Exactly reproduce the lines from the line that has "Indicate the snow-covered" down to the last line of the entries, inclusive.

> _Provided records_:
□ □ □
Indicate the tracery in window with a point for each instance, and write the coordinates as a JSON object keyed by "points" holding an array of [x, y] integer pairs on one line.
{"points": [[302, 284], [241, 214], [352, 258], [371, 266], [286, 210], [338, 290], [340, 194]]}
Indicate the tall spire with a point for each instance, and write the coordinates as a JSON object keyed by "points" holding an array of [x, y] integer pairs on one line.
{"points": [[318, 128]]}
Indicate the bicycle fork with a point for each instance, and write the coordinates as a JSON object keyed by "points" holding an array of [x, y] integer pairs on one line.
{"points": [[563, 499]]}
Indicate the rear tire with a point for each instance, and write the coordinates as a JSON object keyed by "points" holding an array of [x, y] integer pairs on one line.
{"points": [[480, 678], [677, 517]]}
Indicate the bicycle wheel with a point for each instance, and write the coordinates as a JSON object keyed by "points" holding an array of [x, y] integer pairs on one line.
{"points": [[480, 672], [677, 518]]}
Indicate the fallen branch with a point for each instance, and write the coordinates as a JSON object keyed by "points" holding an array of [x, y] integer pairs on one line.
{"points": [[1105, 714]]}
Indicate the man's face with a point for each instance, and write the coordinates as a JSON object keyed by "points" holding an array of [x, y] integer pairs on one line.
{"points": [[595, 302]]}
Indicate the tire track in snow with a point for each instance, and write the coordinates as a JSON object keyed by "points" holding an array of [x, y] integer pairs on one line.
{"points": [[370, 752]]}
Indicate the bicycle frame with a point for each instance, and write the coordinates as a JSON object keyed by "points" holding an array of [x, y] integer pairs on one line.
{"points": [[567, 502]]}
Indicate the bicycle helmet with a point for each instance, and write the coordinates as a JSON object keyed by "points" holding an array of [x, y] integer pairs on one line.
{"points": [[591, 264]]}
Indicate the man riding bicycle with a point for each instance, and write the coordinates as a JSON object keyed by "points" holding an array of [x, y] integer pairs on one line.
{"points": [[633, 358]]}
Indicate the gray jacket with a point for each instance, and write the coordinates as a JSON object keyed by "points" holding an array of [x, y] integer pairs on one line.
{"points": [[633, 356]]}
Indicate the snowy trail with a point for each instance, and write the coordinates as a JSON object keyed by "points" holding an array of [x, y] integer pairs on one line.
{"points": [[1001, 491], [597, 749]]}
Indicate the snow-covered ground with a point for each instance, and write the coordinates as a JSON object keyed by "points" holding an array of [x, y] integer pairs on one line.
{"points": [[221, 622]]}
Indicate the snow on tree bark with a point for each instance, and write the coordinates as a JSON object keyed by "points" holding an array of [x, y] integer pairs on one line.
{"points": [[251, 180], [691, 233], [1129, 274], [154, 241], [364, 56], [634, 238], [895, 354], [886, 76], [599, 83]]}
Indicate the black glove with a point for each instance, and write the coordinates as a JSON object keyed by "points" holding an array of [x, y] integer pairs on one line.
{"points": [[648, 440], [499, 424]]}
□ □ □
> _Result below_:
Indicate the snow-covered ground with a point for each instance, and write the coordinates as a JSON object keyed by "points" holding an array of [x, y] integer pairs on one line.
{"points": [[221, 622]]}
Indicate the snow on tree bark with a point for each instance, and write the coordinates as a JSON object keyed by "points" holding an array of [x, y] integer pairs on one line.
{"points": [[251, 180], [691, 233], [1129, 274], [154, 241], [364, 56], [634, 238], [895, 354], [886, 76], [599, 83]]}
Indicate the black glove with a point for each instance, and write the coordinates as a JSON object keyed by "points" holding an array of [x, y] integer pairs on one line.
{"points": [[648, 440], [499, 424]]}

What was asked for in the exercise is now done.